Work instructions —
**A)** Explain why the BMW i3 review says that the i3 leaves most electric vehicles in the dust.
**B)** According to the BMW i3 review, how far can the 2016 i3 travel on battery power after a full charge?

Excerpt to read —
════════
Used 2016 BMW i3 Review

Edmunds expert review

If you're an electric vehicle shopper desiring some sportiness and luxury-brand panache, the 2016 BMW i3 is a very compelling choice. You'll find this hatchback is surprisingly practical, even if its range doesn't top the competition. Let's take a closer look at this unusual-looking choice.

What's new for 2016

The 2016 i3 is essentially a carryover from last year.

Vehicle overview

The 2016 BMW i3 is the pug of the BMW family — short, stout, flat-nosed and cute in an ugly sort of way. It's also a versatile all-electric city car that operates either on battery power alone or with an optional range-extending gasoline generator. All the while, it cradles up to four occupants in a luxurious and avant-garde cabin. The i3 even serves up downright respectable acceleration and handling that help it leave most EVs in the dust.

After a full charge, the 2016 BMW i3 can go up to 81 miles on battery power.
════════
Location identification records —

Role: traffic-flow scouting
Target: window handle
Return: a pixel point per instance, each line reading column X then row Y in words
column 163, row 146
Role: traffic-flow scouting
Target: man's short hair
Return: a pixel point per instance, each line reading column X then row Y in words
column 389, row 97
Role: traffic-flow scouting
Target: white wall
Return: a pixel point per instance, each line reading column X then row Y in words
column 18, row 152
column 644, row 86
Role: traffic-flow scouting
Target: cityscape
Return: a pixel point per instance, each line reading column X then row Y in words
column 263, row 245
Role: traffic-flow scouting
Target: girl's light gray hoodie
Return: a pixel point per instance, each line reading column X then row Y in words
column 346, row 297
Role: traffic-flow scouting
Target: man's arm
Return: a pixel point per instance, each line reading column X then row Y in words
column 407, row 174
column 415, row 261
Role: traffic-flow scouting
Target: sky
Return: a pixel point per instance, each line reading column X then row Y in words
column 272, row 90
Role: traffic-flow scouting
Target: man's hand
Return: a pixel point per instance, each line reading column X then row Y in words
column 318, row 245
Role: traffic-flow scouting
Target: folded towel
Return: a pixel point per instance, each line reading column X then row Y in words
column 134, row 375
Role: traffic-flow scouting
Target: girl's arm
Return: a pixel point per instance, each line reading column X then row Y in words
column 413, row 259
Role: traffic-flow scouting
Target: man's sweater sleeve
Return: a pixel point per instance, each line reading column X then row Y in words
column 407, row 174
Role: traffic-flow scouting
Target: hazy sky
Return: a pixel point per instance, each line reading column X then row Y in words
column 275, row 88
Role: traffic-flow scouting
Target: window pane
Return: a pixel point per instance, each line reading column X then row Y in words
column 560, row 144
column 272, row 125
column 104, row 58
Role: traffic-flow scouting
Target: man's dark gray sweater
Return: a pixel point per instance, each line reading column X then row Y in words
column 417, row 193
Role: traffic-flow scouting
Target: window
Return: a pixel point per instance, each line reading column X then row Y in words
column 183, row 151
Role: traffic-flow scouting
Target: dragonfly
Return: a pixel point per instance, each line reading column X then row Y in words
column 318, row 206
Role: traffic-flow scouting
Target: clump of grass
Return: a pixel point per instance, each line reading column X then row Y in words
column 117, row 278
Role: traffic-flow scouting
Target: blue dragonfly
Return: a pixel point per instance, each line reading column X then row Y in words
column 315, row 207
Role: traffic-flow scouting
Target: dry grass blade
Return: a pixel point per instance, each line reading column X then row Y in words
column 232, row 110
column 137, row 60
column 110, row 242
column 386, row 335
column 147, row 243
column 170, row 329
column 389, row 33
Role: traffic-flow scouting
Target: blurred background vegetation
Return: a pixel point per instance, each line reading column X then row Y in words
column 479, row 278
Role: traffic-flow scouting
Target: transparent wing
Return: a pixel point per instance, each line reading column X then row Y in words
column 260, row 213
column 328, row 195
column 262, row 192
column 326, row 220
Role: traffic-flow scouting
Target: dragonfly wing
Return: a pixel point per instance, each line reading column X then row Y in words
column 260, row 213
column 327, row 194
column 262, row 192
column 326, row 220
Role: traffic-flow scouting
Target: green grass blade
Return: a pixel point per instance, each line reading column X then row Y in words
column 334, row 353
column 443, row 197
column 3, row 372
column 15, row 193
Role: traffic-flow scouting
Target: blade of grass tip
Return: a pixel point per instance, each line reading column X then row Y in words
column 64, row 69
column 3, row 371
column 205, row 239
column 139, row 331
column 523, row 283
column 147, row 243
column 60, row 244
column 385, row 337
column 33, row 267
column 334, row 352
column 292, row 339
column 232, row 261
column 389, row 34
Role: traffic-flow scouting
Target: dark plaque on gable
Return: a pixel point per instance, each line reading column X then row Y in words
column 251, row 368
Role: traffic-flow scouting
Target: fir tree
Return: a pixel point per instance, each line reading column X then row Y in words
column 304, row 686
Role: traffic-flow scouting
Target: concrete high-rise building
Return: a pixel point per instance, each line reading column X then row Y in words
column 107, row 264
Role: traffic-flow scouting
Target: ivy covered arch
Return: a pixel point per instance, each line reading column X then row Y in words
════════
Answers to the problems —
**A)** The BMW i3 review attributes this to the i3's downright respectable acceleration and handling, which help it leave most electric vehicles in the dust.

**B)** Up to 81 miles.